> Work instructions:
From the line below that contains "Please mark the dog's ear" to the line that contains "Please mark the tree", repeat every line exactly, both ends included, and nothing else.

> Information:

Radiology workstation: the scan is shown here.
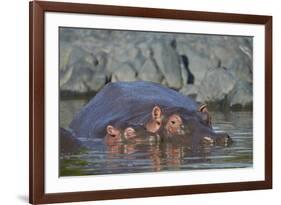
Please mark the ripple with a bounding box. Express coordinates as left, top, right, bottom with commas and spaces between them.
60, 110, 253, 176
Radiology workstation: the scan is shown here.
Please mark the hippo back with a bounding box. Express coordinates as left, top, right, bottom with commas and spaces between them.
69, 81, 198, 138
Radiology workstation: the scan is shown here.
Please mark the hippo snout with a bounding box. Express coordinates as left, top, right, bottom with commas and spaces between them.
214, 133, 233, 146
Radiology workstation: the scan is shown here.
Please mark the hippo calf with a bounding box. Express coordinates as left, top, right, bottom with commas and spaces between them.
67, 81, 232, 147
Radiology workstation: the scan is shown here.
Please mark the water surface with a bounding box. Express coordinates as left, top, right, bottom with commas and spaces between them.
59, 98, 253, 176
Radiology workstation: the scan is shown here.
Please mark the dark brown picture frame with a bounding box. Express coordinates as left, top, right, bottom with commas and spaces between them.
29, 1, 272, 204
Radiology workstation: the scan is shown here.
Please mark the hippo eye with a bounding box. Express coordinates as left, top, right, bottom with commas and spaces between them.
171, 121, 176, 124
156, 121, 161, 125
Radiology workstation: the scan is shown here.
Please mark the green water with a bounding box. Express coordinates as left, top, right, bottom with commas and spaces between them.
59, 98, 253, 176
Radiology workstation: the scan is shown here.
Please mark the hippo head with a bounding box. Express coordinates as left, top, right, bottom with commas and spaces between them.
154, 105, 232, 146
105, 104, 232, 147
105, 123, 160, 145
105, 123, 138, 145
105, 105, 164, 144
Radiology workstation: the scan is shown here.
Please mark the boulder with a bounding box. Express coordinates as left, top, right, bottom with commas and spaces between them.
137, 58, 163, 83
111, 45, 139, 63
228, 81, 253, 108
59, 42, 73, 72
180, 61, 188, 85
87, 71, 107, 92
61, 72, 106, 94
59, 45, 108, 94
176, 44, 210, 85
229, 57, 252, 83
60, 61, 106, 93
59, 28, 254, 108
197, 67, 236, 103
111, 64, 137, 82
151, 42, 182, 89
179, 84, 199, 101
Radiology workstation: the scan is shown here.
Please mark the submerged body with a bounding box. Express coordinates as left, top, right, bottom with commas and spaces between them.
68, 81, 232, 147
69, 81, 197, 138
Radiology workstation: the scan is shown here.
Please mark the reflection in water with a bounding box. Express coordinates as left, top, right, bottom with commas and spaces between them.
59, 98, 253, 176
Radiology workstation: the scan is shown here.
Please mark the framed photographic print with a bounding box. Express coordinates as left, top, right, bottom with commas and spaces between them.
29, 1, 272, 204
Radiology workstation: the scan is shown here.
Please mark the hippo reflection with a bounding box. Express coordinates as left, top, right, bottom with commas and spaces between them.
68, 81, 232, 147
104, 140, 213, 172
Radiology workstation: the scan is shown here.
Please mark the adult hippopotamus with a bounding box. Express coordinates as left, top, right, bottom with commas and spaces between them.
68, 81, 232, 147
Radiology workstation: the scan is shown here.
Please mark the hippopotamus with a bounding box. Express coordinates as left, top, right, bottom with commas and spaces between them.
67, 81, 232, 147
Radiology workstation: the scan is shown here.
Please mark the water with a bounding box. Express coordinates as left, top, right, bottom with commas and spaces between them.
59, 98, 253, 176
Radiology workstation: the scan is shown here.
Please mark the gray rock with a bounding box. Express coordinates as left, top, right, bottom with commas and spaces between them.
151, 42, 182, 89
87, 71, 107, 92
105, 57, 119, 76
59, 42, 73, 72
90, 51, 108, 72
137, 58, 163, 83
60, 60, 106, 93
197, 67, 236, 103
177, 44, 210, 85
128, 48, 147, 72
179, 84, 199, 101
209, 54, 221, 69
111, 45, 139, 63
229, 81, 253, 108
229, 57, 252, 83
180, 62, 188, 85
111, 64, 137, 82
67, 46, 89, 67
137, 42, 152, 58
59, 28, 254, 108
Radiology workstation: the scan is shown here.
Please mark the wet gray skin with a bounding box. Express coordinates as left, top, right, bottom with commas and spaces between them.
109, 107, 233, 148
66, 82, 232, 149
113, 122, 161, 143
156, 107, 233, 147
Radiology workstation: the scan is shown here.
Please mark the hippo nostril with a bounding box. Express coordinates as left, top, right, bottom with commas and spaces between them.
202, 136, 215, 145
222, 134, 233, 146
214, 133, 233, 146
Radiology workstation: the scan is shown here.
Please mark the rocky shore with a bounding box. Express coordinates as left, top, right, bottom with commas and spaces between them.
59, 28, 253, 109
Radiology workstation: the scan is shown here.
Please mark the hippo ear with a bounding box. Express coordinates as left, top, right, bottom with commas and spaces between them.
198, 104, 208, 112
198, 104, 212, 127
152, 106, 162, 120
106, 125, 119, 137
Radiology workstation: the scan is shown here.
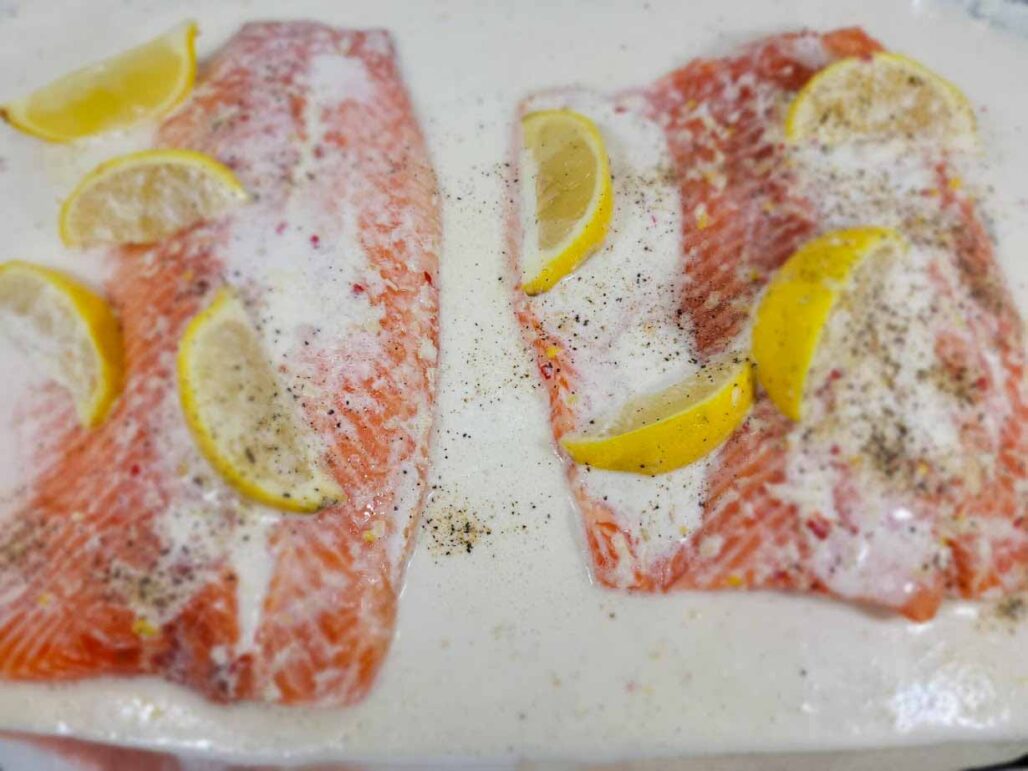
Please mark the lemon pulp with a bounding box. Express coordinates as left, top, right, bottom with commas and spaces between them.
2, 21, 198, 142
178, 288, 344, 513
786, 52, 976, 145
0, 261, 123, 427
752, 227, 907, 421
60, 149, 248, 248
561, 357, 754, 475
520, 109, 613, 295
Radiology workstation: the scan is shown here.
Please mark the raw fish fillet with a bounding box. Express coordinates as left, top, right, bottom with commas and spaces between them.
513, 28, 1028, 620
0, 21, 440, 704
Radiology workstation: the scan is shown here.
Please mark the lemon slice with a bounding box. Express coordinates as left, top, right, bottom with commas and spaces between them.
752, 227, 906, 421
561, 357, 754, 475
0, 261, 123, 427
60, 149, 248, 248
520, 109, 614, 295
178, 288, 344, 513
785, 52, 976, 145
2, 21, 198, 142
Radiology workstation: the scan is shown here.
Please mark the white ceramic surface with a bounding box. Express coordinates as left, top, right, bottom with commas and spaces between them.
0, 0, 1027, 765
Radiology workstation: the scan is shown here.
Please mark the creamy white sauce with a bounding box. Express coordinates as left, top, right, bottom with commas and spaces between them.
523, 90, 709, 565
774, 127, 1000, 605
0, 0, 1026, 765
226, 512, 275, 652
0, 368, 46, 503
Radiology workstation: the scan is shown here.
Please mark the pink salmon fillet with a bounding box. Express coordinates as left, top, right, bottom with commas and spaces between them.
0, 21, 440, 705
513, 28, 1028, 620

* * *

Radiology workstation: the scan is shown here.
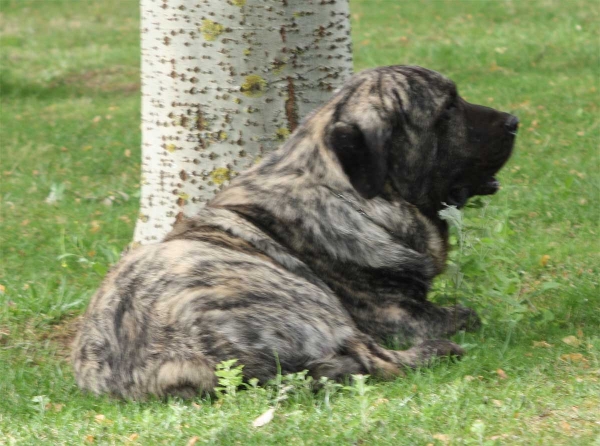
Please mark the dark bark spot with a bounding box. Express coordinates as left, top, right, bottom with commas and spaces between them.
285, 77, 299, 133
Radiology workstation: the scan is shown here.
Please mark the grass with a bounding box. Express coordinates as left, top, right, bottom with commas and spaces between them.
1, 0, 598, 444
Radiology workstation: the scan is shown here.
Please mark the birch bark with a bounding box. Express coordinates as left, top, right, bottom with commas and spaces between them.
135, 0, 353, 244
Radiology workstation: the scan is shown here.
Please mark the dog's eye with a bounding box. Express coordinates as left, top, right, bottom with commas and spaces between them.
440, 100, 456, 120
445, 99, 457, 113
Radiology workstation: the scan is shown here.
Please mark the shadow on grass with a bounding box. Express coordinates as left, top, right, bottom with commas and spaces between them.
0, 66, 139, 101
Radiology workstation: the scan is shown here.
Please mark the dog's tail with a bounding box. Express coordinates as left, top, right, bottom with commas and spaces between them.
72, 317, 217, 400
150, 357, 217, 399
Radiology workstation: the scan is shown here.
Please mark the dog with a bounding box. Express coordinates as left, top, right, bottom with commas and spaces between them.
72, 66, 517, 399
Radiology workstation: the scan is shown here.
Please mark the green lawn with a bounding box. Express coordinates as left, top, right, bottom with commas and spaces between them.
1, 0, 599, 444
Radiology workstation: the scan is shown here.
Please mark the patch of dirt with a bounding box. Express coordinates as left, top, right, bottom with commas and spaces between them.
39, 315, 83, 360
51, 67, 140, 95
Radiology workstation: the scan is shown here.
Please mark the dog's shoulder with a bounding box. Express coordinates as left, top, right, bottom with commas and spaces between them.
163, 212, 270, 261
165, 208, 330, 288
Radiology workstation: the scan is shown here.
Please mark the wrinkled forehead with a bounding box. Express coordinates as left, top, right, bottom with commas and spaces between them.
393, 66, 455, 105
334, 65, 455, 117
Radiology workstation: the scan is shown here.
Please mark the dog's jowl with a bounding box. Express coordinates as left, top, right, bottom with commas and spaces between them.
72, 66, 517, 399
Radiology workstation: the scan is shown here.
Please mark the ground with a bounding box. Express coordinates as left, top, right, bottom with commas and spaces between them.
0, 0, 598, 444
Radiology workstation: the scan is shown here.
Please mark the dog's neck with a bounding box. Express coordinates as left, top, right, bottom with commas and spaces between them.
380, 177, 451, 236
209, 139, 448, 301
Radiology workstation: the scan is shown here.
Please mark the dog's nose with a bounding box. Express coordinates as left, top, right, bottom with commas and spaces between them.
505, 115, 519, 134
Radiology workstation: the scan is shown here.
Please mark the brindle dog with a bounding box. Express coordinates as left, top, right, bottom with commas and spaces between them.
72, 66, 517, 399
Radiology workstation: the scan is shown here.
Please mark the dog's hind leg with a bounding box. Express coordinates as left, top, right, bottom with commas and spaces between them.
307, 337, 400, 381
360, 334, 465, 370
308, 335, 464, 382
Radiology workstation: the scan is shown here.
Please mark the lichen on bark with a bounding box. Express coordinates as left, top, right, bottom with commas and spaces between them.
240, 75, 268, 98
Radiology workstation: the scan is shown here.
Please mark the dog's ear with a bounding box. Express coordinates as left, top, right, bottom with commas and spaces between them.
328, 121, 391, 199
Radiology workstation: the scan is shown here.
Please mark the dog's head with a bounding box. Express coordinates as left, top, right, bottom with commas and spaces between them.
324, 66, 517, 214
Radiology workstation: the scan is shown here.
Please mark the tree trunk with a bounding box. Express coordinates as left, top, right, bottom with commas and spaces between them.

> Answer to this task:
Please mark the dog's ear with a bounding box. Express coordinates as left, top, right, bottom with commas and spaces between them.
328, 121, 391, 199
Radiology workstation: the scan is shown here.
Please mark the dog's head with a bounding box. Express coordinates as left, top, right, bottom with commas and spaces between them.
324, 66, 517, 214
Radiology workstation: the scan is shown here.
Please mark the tree trunk with a bounding box. Express coordinates as left, top, right, bottom with commas and spaces between them.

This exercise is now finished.